Please turn the entries below into a numbered list, leaving out any blank lines.

[Begin DATA PROVIDED]

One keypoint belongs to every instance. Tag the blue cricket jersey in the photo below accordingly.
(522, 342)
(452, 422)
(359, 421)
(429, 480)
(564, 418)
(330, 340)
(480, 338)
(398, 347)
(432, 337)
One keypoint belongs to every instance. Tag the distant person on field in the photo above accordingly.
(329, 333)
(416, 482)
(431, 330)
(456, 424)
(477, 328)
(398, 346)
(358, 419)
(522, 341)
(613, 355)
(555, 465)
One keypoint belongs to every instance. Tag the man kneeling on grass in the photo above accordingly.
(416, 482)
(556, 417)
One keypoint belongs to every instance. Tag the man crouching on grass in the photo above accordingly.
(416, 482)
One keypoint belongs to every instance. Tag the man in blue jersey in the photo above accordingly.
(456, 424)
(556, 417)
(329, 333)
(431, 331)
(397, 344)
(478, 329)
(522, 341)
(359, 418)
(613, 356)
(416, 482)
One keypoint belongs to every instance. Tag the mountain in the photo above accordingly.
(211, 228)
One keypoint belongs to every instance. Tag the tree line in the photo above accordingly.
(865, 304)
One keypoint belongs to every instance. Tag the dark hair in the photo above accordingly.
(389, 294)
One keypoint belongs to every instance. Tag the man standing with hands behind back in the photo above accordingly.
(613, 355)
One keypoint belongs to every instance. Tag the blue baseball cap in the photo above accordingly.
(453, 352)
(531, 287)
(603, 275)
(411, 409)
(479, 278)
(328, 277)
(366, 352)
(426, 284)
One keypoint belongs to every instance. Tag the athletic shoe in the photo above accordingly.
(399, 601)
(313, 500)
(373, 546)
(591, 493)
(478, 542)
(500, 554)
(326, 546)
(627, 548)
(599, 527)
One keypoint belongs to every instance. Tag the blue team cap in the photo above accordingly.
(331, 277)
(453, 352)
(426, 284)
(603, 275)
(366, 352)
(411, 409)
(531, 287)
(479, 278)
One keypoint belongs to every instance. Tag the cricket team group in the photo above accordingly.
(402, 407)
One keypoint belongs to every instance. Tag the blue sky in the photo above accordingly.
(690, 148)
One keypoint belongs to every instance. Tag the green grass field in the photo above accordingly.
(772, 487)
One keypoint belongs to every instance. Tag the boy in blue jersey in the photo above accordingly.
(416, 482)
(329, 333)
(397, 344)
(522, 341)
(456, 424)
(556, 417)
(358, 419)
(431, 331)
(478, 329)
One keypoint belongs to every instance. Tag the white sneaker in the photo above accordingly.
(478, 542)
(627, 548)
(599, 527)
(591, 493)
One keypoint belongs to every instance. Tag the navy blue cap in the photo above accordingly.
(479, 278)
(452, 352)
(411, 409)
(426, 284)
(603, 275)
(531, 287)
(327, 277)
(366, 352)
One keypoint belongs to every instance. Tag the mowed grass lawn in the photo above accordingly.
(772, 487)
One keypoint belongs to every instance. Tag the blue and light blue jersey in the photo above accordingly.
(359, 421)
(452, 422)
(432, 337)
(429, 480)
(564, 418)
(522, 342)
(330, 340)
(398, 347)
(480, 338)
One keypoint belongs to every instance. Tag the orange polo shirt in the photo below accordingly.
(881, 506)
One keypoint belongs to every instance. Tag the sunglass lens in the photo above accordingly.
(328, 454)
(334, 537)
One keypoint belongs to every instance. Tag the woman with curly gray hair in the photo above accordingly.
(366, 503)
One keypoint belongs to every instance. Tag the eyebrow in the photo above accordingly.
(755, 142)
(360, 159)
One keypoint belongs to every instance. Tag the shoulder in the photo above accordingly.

[End DATA PROVIDED]

▶ [WRITTEN SOLUTION]:
1. One keypoint belongs to every instance. Tag the blue cricket jersey in the photo below accordingly.
2. (522, 342)
3. (452, 422)
4. (359, 421)
5. (429, 480)
6. (564, 418)
7. (330, 340)
8. (480, 338)
9. (398, 347)
10. (432, 337)
11. One keypoint belongs to every instance. Tag the distant person on field in the photo above accordingly.
12. (329, 333)
13. (416, 482)
14. (431, 330)
15. (456, 424)
16. (477, 328)
17. (398, 346)
18. (358, 419)
19. (522, 341)
20. (613, 355)
21. (555, 465)
22. One keypoint belongs to every instance. Tag the man kneeling on grass in the photo above accordingly.
23. (416, 482)
24. (556, 417)
25. One keypoint belongs to every instance. Tag the man crouching on grass in the photo above accordingly.
26. (416, 482)
27. One keypoint belongs to every instance. Tag the man in blue jersey in the photo above accordingly.
28. (456, 424)
29. (556, 417)
30. (329, 333)
31. (431, 331)
32. (397, 344)
33. (478, 329)
34. (522, 341)
35. (359, 418)
36. (613, 356)
37. (416, 482)
38. One keypoint belongs to every instance. Tag the mountain in the photo above accordingly.
39. (211, 228)
40. One keypoint belongs to every instance. Tag the tree line in the photo above accordingly.
41. (865, 304)
42. One keypoint belongs to every instance. Tag the dark hair in the photo above accordingly.
43. (389, 294)
44. One keypoint belongs to every instance. Tag the man standing with hands behind back in the photo above accordingly.
45. (613, 355)
46. One keypoint belongs to every instance. Tag the blue baseball cap in the photo above accordingly.
47. (453, 352)
48. (531, 287)
49. (603, 275)
50. (411, 409)
51. (479, 278)
52. (328, 277)
53. (366, 352)
54. (426, 284)
55. One keypoint belongs to every instance. Tag the athletic shoe in the photo above accordingly.
56. (399, 601)
57. (313, 500)
58. (373, 546)
59. (591, 493)
60. (478, 542)
61. (500, 554)
62. (326, 546)
63. (627, 548)
64. (599, 527)
65. One keypoint belongs to every instance. Tag the blue team cap in the photo above accordingly.
66. (331, 277)
67. (453, 352)
68. (426, 284)
69. (603, 275)
70. (366, 352)
71. (411, 409)
72. (531, 287)
73. (479, 278)
74. One keypoint belongs to every instance. Tag the cricket team group in the photo above accordingly.
75. (402, 407)
76. One keypoint belongs to every instance. Tag the blue sky in the photo above accordingly.
77. (690, 148)
78. One keypoint belongs to every instance. Tag the green grass field in the photo above accordingly.
79. (772, 487)
80. One keypoint belongs to every instance. Tag the boy in blue jersey in the photo above accordingly.
81. (416, 482)
82. (329, 333)
83. (397, 344)
84. (522, 341)
85. (456, 424)
86. (556, 417)
87. (358, 419)
88. (431, 331)
89. (478, 329)
90. One keypoint belongs to every instance. Tag the white sneaker in the photo above accordingly.
91. (478, 542)
92. (627, 548)
93. (599, 527)
94. (591, 493)
95. One keypoint belongs to every instance. Tag the navy blue cap in the photo above accordingly.
96. (479, 278)
97. (452, 352)
98. (411, 409)
99. (426, 284)
100. (603, 275)
101. (531, 287)
102. (327, 277)
103. (366, 352)
104. One keypoint belongs to every instance. Tag the mowed grass lawn in the photo above accordingly.
105. (772, 487)
106. One keypoint belongs to every instance. Tag the blue and light blue jersey in the photo above accordingly.
107. (359, 421)
108. (452, 422)
109. (432, 337)
110. (429, 480)
111. (564, 418)
112. (522, 342)
113. (330, 340)
114. (398, 347)
115. (480, 338)
116. One keypoint belongs to every instance. Tag the orange polo shirt in the photo below accordingly.
117. (881, 506)
118. One keypoint belongs to every instance. Tag the sunglass lens in the photo above accordingly.
119. (328, 454)
120. (334, 537)
121. One keypoint belongs to every instance. Tag the woman with curly gray hair in the photo above accordingly.
122. (366, 503)
123. One keypoint belongs to every instance. Tag the eyebrow in the photo above accordingly.
124. (755, 142)
125. (360, 159)
126. One keypoint belongs to every instance. Tag the shoulder in the photo above accordingly.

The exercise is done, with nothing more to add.